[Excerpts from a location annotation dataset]
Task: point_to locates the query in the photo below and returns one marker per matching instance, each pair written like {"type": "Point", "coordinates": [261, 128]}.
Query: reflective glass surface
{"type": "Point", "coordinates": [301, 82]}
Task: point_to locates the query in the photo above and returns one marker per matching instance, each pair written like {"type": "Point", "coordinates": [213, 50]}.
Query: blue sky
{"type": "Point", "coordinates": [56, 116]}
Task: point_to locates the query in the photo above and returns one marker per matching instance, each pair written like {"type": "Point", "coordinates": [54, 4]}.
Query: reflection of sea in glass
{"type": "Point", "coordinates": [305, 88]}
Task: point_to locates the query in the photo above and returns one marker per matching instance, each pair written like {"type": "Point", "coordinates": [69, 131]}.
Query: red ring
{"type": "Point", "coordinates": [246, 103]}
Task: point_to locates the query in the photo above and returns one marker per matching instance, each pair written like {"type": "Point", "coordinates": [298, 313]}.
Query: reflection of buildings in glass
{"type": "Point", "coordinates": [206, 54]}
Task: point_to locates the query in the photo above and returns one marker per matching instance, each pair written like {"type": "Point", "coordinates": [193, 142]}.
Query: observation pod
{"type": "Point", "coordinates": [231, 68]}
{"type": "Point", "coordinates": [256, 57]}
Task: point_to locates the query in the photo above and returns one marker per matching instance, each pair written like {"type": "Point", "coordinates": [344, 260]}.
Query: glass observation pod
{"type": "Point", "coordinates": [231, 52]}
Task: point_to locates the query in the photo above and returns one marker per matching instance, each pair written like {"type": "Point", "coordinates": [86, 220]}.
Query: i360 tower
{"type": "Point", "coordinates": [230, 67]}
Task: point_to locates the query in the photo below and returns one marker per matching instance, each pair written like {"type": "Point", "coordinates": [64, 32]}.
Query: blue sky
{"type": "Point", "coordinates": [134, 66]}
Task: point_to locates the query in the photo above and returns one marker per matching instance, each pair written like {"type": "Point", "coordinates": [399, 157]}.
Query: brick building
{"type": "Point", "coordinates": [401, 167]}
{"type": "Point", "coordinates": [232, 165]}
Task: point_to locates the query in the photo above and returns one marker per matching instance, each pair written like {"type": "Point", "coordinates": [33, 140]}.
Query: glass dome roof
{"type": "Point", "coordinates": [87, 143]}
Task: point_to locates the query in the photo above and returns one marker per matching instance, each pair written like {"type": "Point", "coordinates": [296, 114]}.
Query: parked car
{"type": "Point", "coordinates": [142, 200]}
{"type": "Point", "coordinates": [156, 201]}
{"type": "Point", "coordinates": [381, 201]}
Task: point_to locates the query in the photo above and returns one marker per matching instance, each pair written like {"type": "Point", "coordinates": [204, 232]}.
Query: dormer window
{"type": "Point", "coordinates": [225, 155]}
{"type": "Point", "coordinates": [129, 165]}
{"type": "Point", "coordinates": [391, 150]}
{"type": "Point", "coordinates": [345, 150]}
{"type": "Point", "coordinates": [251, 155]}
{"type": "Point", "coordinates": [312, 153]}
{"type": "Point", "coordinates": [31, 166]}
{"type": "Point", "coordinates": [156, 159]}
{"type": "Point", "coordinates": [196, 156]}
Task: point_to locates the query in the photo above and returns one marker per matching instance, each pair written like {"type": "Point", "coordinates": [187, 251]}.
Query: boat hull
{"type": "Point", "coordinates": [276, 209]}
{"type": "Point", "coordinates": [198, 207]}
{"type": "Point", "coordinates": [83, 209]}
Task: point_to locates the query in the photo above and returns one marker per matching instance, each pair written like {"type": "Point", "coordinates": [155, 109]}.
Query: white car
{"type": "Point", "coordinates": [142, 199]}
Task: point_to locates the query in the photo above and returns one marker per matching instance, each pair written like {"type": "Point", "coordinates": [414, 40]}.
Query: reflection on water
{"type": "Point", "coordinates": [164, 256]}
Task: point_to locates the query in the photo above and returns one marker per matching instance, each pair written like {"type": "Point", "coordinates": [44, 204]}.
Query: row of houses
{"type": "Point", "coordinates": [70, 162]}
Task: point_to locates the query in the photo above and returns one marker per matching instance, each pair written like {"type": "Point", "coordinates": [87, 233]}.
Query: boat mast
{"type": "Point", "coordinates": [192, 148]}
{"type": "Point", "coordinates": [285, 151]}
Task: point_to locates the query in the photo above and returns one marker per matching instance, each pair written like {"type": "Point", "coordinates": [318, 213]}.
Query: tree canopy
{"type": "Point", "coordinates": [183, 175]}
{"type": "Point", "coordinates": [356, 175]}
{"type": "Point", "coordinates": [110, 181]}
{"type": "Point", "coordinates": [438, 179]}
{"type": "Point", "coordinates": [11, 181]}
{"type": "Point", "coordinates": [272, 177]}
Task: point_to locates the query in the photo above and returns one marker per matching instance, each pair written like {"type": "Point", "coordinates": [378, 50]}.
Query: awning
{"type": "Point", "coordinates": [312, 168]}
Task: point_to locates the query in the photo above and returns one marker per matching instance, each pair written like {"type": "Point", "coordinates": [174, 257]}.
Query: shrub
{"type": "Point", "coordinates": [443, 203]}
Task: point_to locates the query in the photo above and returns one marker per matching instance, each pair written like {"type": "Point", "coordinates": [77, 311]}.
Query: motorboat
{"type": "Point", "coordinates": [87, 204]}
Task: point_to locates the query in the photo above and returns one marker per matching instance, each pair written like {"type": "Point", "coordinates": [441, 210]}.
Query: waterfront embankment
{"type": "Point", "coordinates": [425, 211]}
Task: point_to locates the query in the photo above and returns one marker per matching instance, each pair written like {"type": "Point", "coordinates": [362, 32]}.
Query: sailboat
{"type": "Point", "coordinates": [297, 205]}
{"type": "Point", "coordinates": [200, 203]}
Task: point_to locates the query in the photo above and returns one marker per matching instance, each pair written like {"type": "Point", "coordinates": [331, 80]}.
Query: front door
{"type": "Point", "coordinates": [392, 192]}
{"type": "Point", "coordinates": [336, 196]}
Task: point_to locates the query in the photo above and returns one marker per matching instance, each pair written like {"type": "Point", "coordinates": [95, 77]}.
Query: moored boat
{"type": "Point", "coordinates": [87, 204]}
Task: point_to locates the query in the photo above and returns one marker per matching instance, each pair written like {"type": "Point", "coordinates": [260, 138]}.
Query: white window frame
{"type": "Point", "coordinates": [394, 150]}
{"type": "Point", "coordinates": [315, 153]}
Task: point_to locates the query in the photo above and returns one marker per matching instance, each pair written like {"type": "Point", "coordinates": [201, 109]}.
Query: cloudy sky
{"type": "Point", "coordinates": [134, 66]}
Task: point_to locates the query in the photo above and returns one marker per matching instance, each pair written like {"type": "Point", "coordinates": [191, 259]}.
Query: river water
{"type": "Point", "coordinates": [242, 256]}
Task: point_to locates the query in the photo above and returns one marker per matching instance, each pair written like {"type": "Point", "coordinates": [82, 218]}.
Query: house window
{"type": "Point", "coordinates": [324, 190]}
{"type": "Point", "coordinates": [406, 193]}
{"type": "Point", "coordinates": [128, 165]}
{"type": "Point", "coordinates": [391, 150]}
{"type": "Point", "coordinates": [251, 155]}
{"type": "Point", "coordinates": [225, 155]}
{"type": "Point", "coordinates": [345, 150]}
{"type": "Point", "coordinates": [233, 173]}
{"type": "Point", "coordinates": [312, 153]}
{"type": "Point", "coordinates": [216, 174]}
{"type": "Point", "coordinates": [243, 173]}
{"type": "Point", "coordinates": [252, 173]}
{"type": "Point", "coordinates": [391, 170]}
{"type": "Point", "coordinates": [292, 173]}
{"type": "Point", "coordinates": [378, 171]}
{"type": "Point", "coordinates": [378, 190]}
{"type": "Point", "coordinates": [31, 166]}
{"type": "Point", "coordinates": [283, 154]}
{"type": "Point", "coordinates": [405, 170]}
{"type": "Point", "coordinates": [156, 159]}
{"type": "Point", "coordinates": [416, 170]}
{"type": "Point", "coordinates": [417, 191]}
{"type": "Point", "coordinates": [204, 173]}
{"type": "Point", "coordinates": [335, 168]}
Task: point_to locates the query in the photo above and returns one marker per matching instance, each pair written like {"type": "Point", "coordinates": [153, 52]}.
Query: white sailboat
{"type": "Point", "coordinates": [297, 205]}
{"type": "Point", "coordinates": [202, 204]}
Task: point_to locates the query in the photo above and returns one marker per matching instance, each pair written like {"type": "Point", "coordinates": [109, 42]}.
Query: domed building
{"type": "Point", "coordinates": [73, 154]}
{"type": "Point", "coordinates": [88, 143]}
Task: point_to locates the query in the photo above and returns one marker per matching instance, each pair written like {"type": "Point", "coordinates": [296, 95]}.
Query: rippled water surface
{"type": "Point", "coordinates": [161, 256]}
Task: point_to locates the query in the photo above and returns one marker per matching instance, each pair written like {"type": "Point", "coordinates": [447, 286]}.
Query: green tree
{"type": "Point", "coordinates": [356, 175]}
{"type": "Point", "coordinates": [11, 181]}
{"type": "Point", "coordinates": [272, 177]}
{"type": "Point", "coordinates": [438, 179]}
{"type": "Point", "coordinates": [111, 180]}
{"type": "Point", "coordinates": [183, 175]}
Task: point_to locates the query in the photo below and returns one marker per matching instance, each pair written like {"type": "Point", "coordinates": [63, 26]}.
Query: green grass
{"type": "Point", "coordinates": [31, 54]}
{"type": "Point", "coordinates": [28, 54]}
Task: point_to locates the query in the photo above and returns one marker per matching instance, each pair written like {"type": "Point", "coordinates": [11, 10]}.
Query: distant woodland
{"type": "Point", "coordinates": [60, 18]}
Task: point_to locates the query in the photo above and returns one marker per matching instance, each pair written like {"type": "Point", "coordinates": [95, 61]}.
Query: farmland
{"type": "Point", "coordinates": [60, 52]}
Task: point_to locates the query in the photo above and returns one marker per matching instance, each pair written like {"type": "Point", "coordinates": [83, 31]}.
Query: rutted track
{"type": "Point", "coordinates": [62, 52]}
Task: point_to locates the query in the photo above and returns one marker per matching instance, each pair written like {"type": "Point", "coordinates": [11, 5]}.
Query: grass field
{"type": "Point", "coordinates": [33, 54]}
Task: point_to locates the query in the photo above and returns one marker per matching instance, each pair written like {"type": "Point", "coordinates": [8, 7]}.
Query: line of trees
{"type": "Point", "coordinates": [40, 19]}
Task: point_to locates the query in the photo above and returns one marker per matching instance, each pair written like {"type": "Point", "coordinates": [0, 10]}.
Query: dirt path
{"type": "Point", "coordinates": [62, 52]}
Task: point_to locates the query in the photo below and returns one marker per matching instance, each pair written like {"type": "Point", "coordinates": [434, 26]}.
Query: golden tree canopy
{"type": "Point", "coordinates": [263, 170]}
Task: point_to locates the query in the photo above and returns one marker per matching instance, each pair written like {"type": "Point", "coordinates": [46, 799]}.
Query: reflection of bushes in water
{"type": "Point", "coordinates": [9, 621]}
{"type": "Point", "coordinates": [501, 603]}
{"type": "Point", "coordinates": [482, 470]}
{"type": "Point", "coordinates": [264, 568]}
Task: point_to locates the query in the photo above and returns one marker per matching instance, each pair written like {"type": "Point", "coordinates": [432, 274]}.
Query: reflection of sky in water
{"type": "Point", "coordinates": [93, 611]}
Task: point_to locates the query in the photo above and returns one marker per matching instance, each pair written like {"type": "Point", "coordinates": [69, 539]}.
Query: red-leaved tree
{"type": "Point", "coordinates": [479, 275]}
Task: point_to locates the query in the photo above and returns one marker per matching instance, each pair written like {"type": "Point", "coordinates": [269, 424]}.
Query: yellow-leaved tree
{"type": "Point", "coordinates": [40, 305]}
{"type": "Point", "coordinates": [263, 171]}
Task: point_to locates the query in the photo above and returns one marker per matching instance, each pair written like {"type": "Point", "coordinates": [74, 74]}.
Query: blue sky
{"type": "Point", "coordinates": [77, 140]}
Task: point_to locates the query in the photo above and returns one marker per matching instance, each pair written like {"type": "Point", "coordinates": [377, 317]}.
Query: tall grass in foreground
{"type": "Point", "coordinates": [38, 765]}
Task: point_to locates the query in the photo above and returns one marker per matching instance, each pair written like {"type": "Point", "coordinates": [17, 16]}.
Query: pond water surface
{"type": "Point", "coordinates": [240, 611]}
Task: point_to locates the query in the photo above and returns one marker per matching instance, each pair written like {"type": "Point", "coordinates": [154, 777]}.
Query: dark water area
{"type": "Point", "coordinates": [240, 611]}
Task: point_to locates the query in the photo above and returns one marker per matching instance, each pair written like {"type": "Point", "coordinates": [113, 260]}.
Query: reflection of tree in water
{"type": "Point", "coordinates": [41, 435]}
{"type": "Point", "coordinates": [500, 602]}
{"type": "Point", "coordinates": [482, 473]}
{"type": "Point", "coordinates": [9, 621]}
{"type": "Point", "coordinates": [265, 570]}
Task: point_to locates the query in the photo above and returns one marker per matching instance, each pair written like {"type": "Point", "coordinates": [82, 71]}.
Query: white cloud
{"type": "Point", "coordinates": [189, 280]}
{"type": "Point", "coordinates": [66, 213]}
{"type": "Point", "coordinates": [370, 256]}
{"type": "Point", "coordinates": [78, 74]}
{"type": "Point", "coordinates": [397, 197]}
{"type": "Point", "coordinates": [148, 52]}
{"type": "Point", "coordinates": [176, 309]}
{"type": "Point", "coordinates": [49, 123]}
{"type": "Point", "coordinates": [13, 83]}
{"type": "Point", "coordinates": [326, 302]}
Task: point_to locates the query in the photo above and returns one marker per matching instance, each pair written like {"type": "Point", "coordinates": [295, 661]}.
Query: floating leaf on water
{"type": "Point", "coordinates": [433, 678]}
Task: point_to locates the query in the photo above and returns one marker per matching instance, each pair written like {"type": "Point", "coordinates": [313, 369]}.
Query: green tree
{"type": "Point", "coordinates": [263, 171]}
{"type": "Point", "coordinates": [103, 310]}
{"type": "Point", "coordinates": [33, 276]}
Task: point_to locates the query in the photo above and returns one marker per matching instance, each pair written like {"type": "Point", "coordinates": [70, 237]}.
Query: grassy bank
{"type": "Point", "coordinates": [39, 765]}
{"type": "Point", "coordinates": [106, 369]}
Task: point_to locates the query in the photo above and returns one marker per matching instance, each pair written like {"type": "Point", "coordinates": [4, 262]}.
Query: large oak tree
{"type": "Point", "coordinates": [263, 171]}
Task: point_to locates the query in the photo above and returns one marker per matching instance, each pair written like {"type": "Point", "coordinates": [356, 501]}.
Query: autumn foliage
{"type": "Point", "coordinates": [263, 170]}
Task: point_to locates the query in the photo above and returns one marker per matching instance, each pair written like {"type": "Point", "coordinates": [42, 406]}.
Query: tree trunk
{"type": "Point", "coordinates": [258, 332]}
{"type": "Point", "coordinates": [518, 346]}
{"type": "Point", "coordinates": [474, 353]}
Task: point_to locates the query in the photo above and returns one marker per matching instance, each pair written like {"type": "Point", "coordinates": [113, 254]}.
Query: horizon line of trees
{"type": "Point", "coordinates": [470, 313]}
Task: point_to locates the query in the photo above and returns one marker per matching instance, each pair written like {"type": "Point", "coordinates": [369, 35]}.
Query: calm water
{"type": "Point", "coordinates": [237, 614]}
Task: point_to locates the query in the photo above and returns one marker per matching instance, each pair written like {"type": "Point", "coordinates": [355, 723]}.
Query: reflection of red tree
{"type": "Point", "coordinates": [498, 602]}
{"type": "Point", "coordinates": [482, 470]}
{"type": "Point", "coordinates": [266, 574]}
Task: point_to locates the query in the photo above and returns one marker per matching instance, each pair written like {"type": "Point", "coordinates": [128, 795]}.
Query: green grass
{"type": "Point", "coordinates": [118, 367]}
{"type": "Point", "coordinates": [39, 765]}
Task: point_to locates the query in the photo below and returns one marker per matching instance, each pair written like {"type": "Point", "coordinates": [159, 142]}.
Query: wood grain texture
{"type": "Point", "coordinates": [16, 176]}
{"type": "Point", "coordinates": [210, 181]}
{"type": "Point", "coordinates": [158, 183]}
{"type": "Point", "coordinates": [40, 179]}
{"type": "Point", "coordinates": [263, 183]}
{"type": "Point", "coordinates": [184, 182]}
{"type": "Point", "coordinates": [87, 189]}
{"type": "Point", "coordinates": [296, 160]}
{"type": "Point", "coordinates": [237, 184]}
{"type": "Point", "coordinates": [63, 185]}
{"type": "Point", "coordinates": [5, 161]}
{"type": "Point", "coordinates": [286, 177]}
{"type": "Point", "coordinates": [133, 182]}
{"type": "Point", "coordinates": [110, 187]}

-- Stated goal --
Pull out every line of the records above that includes the string "canopy". Match case, so treat capital and lowercase letters as different.

-- Correct response --
Query: tree canopy
Query: golden tree canopy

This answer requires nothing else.